Exercise prompt: Scan the records below and copy every line that contains the string "covered".

Dataset extract:
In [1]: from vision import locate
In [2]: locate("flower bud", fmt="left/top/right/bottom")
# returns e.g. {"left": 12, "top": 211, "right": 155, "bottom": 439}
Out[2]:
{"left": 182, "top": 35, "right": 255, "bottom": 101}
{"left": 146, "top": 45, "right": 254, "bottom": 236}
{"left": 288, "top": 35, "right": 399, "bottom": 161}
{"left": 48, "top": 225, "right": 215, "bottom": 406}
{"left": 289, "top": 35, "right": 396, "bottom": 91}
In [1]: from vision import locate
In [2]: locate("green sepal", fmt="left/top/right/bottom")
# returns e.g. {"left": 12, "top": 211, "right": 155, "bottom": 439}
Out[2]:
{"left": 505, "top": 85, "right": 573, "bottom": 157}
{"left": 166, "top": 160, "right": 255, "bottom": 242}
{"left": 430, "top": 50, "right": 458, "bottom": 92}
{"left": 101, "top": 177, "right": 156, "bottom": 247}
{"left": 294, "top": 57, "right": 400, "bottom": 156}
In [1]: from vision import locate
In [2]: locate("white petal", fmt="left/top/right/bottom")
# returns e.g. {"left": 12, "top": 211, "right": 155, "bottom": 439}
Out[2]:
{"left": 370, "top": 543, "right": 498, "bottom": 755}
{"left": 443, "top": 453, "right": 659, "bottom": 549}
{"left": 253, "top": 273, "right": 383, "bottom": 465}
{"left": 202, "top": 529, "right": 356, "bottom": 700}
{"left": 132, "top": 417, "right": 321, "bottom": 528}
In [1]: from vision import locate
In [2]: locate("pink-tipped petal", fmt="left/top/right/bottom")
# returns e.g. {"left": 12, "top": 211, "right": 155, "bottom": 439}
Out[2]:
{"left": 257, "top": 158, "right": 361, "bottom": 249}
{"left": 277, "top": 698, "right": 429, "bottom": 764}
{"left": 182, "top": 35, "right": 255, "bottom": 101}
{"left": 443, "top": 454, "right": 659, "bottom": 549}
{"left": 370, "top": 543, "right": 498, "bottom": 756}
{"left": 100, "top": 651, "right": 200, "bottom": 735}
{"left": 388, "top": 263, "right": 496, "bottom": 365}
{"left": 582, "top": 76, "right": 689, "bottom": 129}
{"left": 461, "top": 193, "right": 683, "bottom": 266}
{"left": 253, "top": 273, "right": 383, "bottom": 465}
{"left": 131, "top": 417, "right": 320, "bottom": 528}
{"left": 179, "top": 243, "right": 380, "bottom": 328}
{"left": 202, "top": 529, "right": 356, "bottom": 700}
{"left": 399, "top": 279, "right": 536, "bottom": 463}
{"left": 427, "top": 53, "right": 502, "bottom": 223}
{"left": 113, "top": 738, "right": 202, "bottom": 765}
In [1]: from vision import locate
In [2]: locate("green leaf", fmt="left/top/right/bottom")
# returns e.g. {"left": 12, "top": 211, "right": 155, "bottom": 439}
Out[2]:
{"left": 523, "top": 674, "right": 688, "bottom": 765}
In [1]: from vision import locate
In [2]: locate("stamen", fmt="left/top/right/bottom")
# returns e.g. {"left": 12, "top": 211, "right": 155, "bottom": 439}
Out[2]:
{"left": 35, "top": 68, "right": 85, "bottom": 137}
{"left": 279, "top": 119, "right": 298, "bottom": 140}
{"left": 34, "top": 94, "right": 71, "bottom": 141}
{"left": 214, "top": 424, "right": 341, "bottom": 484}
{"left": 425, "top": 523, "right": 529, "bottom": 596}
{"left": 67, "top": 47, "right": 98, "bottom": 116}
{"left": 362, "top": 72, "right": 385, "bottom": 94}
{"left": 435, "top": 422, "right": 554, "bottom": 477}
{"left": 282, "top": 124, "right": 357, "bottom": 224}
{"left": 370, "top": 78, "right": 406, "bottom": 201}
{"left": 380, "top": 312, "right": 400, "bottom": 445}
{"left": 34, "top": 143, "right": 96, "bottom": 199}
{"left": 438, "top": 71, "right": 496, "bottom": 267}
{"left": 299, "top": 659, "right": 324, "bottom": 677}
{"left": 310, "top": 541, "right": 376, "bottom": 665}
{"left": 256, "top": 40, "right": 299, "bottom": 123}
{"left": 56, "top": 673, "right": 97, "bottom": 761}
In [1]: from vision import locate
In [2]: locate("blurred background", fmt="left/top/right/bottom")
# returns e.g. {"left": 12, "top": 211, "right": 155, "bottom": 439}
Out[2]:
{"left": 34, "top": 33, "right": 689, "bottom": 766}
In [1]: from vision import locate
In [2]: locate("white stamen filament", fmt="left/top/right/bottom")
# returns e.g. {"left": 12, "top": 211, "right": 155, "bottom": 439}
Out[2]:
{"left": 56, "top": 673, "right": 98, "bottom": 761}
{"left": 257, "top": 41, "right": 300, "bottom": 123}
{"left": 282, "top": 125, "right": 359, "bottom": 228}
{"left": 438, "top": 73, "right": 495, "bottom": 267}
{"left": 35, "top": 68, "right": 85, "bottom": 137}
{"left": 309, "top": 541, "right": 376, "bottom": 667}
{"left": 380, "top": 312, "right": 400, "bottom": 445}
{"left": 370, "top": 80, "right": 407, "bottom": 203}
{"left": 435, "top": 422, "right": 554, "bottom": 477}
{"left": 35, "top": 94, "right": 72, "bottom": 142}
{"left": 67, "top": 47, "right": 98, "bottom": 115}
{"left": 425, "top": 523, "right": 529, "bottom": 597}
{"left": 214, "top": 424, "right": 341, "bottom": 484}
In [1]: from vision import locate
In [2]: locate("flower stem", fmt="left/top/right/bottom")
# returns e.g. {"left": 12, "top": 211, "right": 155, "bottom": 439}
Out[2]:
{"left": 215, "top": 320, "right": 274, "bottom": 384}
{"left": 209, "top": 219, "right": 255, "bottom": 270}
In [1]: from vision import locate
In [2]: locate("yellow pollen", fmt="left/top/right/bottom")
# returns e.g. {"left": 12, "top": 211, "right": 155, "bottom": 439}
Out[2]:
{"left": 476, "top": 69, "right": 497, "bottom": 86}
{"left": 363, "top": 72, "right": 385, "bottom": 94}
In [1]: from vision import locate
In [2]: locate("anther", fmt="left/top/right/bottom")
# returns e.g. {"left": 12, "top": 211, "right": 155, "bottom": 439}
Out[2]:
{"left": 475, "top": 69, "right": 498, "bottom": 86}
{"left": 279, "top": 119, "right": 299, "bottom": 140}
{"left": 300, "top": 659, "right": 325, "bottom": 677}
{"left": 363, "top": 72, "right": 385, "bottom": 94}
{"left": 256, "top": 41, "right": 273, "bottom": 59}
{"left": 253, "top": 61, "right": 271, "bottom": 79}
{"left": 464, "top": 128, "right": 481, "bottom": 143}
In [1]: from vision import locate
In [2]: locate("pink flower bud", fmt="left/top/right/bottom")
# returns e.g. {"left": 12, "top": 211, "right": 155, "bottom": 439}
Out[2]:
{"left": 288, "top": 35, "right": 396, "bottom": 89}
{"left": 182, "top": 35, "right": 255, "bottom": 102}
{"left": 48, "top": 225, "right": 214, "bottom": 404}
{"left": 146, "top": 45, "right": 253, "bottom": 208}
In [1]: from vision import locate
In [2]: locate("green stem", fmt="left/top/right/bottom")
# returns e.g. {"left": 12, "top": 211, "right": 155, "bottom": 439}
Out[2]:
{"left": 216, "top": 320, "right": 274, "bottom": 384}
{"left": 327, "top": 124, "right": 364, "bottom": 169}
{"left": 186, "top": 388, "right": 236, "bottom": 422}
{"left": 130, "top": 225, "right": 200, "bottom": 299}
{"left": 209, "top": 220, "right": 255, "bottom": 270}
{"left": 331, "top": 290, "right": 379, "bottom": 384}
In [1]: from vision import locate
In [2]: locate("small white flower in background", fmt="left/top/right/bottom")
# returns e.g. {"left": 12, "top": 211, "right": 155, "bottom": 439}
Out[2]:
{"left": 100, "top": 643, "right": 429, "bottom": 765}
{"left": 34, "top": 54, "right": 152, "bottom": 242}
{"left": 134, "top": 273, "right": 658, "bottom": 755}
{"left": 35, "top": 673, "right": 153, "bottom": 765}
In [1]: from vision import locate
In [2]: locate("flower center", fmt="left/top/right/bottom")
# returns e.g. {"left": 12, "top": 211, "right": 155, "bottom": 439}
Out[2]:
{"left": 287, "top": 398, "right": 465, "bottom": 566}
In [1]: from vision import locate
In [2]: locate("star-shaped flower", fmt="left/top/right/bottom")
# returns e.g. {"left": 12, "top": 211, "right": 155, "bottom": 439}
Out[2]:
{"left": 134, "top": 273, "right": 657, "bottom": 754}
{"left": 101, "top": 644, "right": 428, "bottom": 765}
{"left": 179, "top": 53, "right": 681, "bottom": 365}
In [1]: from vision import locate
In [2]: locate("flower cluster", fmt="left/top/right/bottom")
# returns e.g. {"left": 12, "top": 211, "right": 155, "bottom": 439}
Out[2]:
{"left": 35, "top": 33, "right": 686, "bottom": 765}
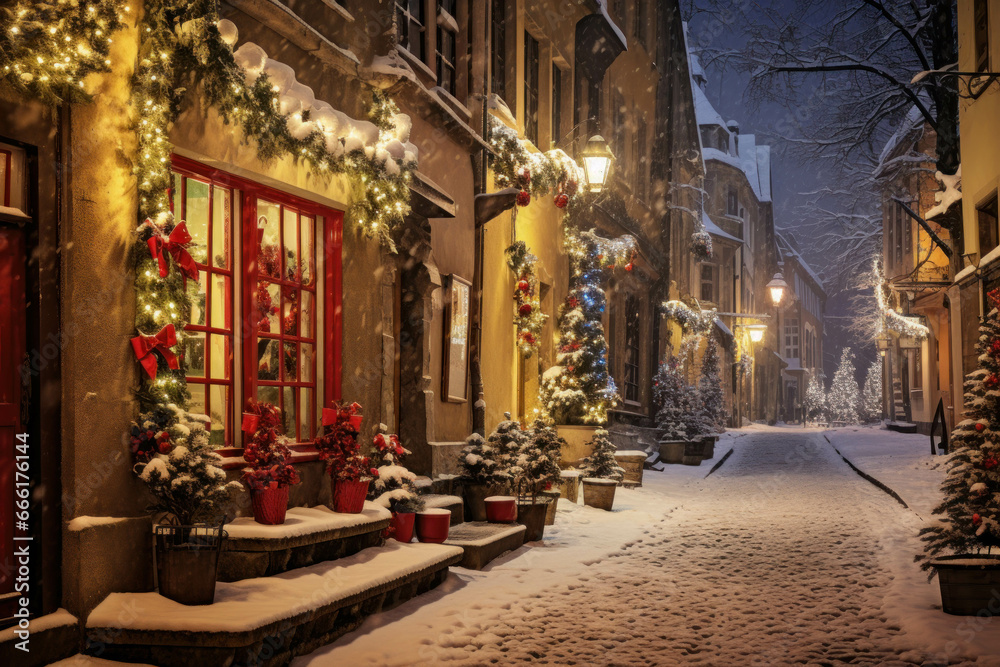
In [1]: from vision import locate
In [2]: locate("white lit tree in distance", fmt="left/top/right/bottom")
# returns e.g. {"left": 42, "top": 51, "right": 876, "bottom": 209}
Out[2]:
{"left": 803, "top": 372, "right": 828, "bottom": 423}
{"left": 860, "top": 360, "right": 883, "bottom": 423}
{"left": 920, "top": 289, "right": 1000, "bottom": 566}
{"left": 828, "top": 348, "right": 860, "bottom": 424}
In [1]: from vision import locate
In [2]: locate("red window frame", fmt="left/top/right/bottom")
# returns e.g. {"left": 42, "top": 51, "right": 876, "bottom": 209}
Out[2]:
{"left": 170, "top": 155, "right": 343, "bottom": 464}
{"left": 0, "top": 149, "right": 11, "bottom": 207}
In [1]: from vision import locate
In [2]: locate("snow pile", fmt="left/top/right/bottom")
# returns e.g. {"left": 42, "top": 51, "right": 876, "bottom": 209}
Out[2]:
{"left": 925, "top": 165, "right": 962, "bottom": 220}
{"left": 66, "top": 516, "right": 129, "bottom": 532}
{"left": 225, "top": 503, "right": 391, "bottom": 540}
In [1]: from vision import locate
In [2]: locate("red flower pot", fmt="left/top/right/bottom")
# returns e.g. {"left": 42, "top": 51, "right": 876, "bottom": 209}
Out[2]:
{"left": 415, "top": 509, "right": 451, "bottom": 543}
{"left": 251, "top": 485, "right": 289, "bottom": 525}
{"left": 484, "top": 496, "right": 517, "bottom": 523}
{"left": 331, "top": 479, "right": 370, "bottom": 513}
{"left": 390, "top": 511, "right": 416, "bottom": 543}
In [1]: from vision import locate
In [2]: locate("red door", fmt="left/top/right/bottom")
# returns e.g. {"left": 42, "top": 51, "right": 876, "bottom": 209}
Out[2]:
{"left": 0, "top": 227, "right": 25, "bottom": 619}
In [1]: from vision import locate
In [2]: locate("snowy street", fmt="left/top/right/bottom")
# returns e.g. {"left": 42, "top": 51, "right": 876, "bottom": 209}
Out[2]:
{"left": 297, "top": 428, "right": 998, "bottom": 667}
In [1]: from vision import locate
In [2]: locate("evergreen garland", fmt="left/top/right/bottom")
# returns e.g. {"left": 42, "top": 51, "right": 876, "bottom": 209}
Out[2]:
{"left": 505, "top": 241, "right": 547, "bottom": 357}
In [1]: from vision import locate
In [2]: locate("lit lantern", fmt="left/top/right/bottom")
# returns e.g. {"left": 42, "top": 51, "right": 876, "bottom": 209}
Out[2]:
{"left": 579, "top": 135, "right": 614, "bottom": 193}
{"left": 746, "top": 324, "right": 766, "bottom": 343}
{"left": 767, "top": 273, "right": 788, "bottom": 306}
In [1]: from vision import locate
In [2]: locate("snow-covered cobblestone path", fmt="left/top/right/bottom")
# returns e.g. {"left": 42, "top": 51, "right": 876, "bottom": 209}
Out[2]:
{"left": 298, "top": 430, "right": 981, "bottom": 666}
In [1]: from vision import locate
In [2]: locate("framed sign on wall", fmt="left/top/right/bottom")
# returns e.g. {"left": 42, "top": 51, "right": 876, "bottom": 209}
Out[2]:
{"left": 442, "top": 274, "right": 471, "bottom": 402}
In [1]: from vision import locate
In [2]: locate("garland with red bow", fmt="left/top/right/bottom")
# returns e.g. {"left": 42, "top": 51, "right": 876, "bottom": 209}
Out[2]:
{"left": 131, "top": 324, "right": 180, "bottom": 380}
{"left": 504, "top": 241, "right": 547, "bottom": 358}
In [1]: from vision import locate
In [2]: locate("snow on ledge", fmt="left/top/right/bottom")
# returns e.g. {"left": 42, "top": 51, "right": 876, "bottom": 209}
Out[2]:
{"left": 86, "top": 542, "right": 463, "bottom": 634}
{"left": 0, "top": 608, "right": 76, "bottom": 642}
{"left": 224, "top": 502, "right": 391, "bottom": 540}
{"left": 67, "top": 516, "right": 130, "bottom": 532}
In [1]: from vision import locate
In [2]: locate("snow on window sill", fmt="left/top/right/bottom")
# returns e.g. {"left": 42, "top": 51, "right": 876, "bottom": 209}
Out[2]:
{"left": 319, "top": 0, "right": 354, "bottom": 22}
{"left": 395, "top": 45, "right": 437, "bottom": 84}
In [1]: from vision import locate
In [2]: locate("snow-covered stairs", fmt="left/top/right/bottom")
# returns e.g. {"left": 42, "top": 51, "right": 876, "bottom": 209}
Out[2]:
{"left": 85, "top": 541, "right": 463, "bottom": 666}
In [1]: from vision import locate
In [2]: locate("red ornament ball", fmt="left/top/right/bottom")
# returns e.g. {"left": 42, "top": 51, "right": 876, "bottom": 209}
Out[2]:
{"left": 518, "top": 303, "right": 533, "bottom": 316}
{"left": 554, "top": 193, "right": 569, "bottom": 209}
{"left": 517, "top": 279, "right": 530, "bottom": 292}
{"left": 973, "top": 513, "right": 982, "bottom": 525}
{"left": 516, "top": 190, "right": 531, "bottom": 207}
{"left": 625, "top": 262, "right": 634, "bottom": 272}
{"left": 976, "top": 422, "right": 986, "bottom": 432}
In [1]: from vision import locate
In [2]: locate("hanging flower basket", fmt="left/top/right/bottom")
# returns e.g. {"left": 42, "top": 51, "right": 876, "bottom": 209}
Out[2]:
{"left": 250, "top": 485, "right": 289, "bottom": 525}
{"left": 331, "top": 479, "right": 370, "bottom": 513}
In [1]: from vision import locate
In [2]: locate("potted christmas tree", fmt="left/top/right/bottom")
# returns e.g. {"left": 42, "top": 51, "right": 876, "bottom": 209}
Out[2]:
{"left": 654, "top": 357, "right": 704, "bottom": 463}
{"left": 514, "top": 420, "right": 564, "bottom": 540}
{"left": 241, "top": 400, "right": 300, "bottom": 525}
{"left": 369, "top": 426, "right": 425, "bottom": 542}
{"left": 314, "top": 402, "right": 379, "bottom": 513}
{"left": 131, "top": 404, "right": 241, "bottom": 605}
{"left": 919, "top": 289, "right": 1000, "bottom": 615}
{"left": 581, "top": 429, "right": 625, "bottom": 511}
{"left": 697, "top": 340, "right": 726, "bottom": 460}
{"left": 457, "top": 422, "right": 514, "bottom": 521}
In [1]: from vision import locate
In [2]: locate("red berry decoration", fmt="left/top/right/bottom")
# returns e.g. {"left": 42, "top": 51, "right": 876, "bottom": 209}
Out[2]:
{"left": 517, "top": 279, "right": 530, "bottom": 292}
{"left": 516, "top": 190, "right": 531, "bottom": 207}
{"left": 985, "top": 456, "right": 998, "bottom": 470}
{"left": 625, "top": 262, "right": 633, "bottom": 272}
{"left": 554, "top": 193, "right": 569, "bottom": 209}
{"left": 990, "top": 339, "right": 1000, "bottom": 356}
{"left": 976, "top": 422, "right": 986, "bottom": 432}
{"left": 986, "top": 374, "right": 1000, "bottom": 389}
{"left": 518, "top": 303, "right": 533, "bottom": 316}
{"left": 973, "top": 513, "right": 982, "bottom": 525}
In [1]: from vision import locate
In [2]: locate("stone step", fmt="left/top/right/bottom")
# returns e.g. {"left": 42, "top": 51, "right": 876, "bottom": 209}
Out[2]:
{"left": 0, "top": 608, "right": 78, "bottom": 667}
{"left": 443, "top": 521, "right": 527, "bottom": 570}
{"left": 422, "top": 494, "right": 464, "bottom": 525}
{"left": 219, "top": 502, "right": 391, "bottom": 582}
{"left": 85, "top": 542, "right": 463, "bottom": 667}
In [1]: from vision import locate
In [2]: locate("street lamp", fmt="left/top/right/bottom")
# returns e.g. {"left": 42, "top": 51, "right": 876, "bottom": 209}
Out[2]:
{"left": 746, "top": 324, "right": 766, "bottom": 343}
{"left": 876, "top": 336, "right": 891, "bottom": 358}
{"left": 767, "top": 273, "right": 788, "bottom": 306}
{"left": 579, "top": 135, "right": 614, "bottom": 193}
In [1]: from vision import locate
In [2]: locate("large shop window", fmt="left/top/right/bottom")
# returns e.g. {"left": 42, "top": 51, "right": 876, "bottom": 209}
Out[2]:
{"left": 170, "top": 156, "right": 342, "bottom": 452}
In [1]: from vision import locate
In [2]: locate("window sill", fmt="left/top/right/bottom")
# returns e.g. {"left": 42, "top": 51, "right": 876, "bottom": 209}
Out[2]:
{"left": 395, "top": 45, "right": 437, "bottom": 85}
{"left": 319, "top": 0, "right": 354, "bottom": 22}
{"left": 218, "top": 444, "right": 322, "bottom": 470}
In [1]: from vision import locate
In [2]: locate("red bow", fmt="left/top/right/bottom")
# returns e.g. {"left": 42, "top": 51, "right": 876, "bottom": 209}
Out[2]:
{"left": 146, "top": 219, "right": 200, "bottom": 285}
{"left": 242, "top": 413, "right": 259, "bottom": 434}
{"left": 322, "top": 408, "right": 338, "bottom": 426}
{"left": 131, "top": 324, "right": 179, "bottom": 380}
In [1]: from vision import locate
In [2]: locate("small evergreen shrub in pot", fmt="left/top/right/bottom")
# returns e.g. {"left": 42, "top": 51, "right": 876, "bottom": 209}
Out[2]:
{"left": 131, "top": 404, "right": 241, "bottom": 605}
{"left": 369, "top": 427, "right": 425, "bottom": 542}
{"left": 457, "top": 421, "right": 515, "bottom": 521}
{"left": 513, "top": 420, "right": 564, "bottom": 540}
{"left": 581, "top": 429, "right": 625, "bottom": 511}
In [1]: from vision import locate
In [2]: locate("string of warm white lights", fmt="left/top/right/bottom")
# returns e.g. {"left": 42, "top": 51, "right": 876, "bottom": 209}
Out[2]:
{"left": 873, "top": 259, "right": 930, "bottom": 340}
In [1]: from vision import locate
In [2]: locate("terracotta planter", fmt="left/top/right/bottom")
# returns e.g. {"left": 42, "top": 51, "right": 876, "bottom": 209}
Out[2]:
{"left": 931, "top": 555, "right": 1000, "bottom": 615}
{"left": 416, "top": 508, "right": 451, "bottom": 543}
{"left": 484, "top": 496, "right": 517, "bottom": 523}
{"left": 517, "top": 501, "right": 548, "bottom": 542}
{"left": 463, "top": 483, "right": 504, "bottom": 521}
{"left": 390, "top": 511, "right": 415, "bottom": 543}
{"left": 250, "top": 485, "right": 289, "bottom": 525}
{"left": 154, "top": 524, "right": 224, "bottom": 605}
{"left": 331, "top": 479, "right": 370, "bottom": 513}
{"left": 582, "top": 478, "right": 617, "bottom": 511}
{"left": 542, "top": 490, "right": 561, "bottom": 525}
{"left": 658, "top": 440, "right": 686, "bottom": 464}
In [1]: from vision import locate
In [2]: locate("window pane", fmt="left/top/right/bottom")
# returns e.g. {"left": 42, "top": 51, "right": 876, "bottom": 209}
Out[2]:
{"left": 208, "top": 384, "right": 228, "bottom": 447}
{"left": 210, "top": 274, "right": 230, "bottom": 329}
{"left": 283, "top": 342, "right": 299, "bottom": 381}
{"left": 283, "top": 291, "right": 300, "bottom": 337}
{"left": 283, "top": 386, "right": 297, "bottom": 438}
{"left": 187, "top": 277, "right": 207, "bottom": 326}
{"left": 257, "top": 384, "right": 279, "bottom": 406}
{"left": 299, "top": 387, "right": 313, "bottom": 440}
{"left": 283, "top": 207, "right": 299, "bottom": 281}
{"left": 185, "top": 332, "right": 206, "bottom": 378}
{"left": 300, "top": 343, "right": 314, "bottom": 383}
{"left": 257, "top": 199, "right": 281, "bottom": 278}
{"left": 258, "top": 282, "right": 280, "bottom": 333}
{"left": 300, "top": 215, "right": 314, "bottom": 285}
{"left": 185, "top": 178, "right": 210, "bottom": 265}
{"left": 257, "top": 339, "right": 280, "bottom": 380}
{"left": 210, "top": 334, "right": 230, "bottom": 380}
{"left": 189, "top": 383, "right": 206, "bottom": 418}
{"left": 212, "top": 185, "right": 231, "bottom": 269}
{"left": 300, "top": 291, "right": 314, "bottom": 337}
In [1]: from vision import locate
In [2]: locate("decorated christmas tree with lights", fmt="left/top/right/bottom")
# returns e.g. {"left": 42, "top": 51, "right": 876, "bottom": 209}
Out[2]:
{"left": 920, "top": 289, "right": 1000, "bottom": 566}
{"left": 828, "top": 348, "right": 860, "bottom": 424}
{"left": 860, "top": 360, "right": 883, "bottom": 423}
{"left": 803, "top": 372, "right": 828, "bottom": 423}
{"left": 540, "top": 229, "right": 635, "bottom": 424}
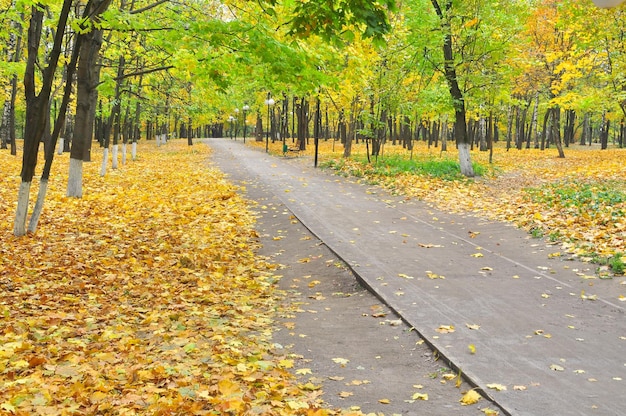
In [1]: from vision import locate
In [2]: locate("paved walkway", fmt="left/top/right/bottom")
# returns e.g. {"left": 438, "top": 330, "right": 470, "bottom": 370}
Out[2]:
{"left": 206, "top": 138, "right": 626, "bottom": 416}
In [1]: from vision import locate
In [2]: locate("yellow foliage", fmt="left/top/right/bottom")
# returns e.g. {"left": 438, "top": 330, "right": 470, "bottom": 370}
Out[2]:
{"left": 0, "top": 141, "right": 321, "bottom": 414}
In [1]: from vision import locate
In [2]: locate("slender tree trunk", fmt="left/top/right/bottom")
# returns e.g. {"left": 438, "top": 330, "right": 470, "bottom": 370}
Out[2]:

Response below:
In [2]: locate("snow-covered cobblestone path", fmt="left/top/right/bottom")
In [2]: locate("snow-covered stairs", fmt="left/top/right/bottom")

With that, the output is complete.